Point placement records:
◇ ◇ ◇
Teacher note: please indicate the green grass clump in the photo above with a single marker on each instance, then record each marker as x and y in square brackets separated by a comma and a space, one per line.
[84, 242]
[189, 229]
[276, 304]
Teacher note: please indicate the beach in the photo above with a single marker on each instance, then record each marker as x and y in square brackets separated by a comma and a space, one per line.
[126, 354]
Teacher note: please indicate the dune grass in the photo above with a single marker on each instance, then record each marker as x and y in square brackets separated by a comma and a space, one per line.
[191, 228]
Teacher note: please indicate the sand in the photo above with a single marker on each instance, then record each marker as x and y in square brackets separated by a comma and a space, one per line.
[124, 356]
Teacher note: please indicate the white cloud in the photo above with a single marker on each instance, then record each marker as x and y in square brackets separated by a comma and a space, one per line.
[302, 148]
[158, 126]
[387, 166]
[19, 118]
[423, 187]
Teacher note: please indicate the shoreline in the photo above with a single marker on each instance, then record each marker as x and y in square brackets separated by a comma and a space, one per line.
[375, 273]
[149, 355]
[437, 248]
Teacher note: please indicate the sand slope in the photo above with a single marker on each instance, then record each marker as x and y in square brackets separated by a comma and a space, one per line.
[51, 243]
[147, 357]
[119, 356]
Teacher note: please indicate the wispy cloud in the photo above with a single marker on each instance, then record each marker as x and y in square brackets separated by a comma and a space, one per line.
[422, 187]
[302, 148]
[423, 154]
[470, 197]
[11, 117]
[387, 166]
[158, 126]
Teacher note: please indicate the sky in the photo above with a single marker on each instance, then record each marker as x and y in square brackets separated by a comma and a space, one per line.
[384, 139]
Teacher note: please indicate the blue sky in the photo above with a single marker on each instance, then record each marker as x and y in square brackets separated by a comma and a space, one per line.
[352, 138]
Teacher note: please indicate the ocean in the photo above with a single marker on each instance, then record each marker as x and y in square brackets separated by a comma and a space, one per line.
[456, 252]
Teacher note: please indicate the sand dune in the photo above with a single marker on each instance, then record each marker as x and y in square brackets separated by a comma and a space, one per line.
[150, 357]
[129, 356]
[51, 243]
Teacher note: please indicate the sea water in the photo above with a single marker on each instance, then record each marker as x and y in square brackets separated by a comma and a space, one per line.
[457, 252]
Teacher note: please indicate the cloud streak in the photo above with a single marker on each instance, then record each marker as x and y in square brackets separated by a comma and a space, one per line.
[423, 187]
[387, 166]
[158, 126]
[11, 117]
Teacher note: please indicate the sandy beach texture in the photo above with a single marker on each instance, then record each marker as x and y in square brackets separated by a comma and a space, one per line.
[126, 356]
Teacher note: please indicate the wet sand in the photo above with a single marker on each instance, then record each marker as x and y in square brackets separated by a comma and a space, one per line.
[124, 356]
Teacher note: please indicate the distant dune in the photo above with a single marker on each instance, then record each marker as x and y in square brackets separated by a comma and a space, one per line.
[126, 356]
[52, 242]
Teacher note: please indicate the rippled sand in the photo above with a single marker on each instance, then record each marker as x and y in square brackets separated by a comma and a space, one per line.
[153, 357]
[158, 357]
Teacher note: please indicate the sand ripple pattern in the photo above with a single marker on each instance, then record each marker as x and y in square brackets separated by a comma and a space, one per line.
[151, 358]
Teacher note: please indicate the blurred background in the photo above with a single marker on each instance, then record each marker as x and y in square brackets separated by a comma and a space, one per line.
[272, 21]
◇ ◇ ◇
Written problem: Reproduce all of the records above word for word, changing nothing.

Written reply:
Teacher note: please indicate the green grass clump in the photo above with a single marker on each instance, then record each marker as x and y in square brackets separated by a comma and a space, one per line.
[84, 242]
[189, 229]
[276, 304]
Teacher note: please indicate the beach in the photo above with a single marker on each instance, then record each marker as x and y in square brackets separated by a comma and a space, one per line.
[126, 354]
Teacher note: please indicate the dune grass in the photo above with a single marker on each instance, then record each marker as x and y in square brackets separated by a comma and a space, one per line.
[191, 228]
Teacher note: please indicate the sand in the photo above with a single marker on each instance, then record each marker as x and y in square brackets separated by a comma and a space, one per line.
[124, 356]
Teacher note: please indicate the white cloud in the photo above with a single marker on each instance, then record each marker as x and y in square brackets separated by a comma and a space, one per line.
[302, 148]
[158, 126]
[387, 166]
[19, 118]
[423, 187]
Teacher note: please indicate the shoreline in the photo above with a single marker on each instance, then record each marker as x and y in square brackets separated by a comma and a space, one per line.
[375, 273]
[149, 355]
[437, 248]
Teacher note: please indicate the sand slope in the photo above with a single marker on each instance, then record each marker as x and y in square brackets separated by a comma and a space, one per line.
[51, 243]
[147, 357]
[119, 356]
Teacher note: please indicate the wispy cloud in the photo above with a single marker on each instance, then record each marker as x and y in square brackets separated by a comma and a space, one per line.
[422, 187]
[302, 148]
[423, 154]
[470, 197]
[11, 117]
[387, 166]
[158, 126]
Teacher note: please indicate the sky in the photo above with a single marker on each instance, then record each marker as x and y in square brackets separated by a comma and a space, one per line.
[384, 139]
Teacher note: please indicate the blue sky in the photo above with a single marker on each instance, then record each marker as x and y in square brackets separated by a comma and a space, one per line.
[352, 138]
Teacher note: please indicate the ocean in the photo above with a single marker on each instance, then record each marker as x and y in square brackets separated by a comma and a space, one per line.
[456, 252]
Teacher note: please indicate the sand dune in the photo above with a single marker on each instance, then record each marker as x and y in square brackets separated by a comma and a space, one per line.
[150, 357]
[129, 356]
[51, 243]
Teacher note: please indicate the sea water in the photo above with a single marker on each instance, then record each marker as x and y in square brackets separated by a comma and a space, one per line.
[457, 252]
Teacher note: please indicate the cloud streak in the photo above with a single marker on each instance, then record each marker as x and y in square brackets separated by a comma and a space, one per line.
[423, 187]
[387, 166]
[158, 126]
[11, 117]
Teacher note: please indicate the sandy beach texture in the photo above with a single marker on each instance, then record each marker as x and y in square brackets separated by a comma and a space, one per line.
[126, 356]
Teacher note: please indicate the wet sand in the photo above with a single marker on each instance, then record each marker as x and y in square brackets separated by a comma and a space, one per line.
[124, 356]
Teacher note: please indicate the distant dune in the photo above with a single marker on each instance, then record each marker as x and y in square brackets separated by a comma and a space, one per line.
[126, 356]
[52, 242]
Teacher note: please indicate the rippled sand in the photo above with a single marker on each instance, then record each marker as x and y in square brackets separated by a comma and a space, one per line.
[153, 357]
[158, 357]
Teacher note: please indicate the sand ripple pattern in the photo above with a single marker on each instance, then record each marker as x and y in square brackets separated by a comma and a space, one per line.
[151, 358]
Teacher note: please indicate the blurred background in the photo above with a single marker on each instance, then record each marker as x and y in square brackets separated by a comma and a space, one per line.
[272, 21]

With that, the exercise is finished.